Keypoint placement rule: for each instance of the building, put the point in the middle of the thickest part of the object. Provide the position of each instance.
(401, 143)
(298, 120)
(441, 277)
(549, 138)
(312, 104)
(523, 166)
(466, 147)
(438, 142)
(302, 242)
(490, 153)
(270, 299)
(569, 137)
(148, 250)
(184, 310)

******************************

### DO THIS
Turn the listing above into a Markdown table with the columns Row and Line, giving each line its own numbered row and leaving out blank lines.

### SOLVED PROBLEM
| Row | Line |
|---|---|
| 1 | Keypoint placement rule: for each instance of the building, put the point in the middle of the thickest part of the object. Provide the position of each instance. |
| 2 | (401, 143) |
| 3 | (298, 120) |
| 4 | (441, 277) |
| 5 | (549, 138) |
| 6 | (312, 104) |
| 7 | (523, 166) |
| 8 | (466, 147) |
| 9 | (438, 142) |
| 10 | (302, 242) |
| 11 | (490, 153) |
| 12 | (270, 299) |
| 13 | (569, 137) |
| 14 | (148, 250) |
| 15 | (184, 310) |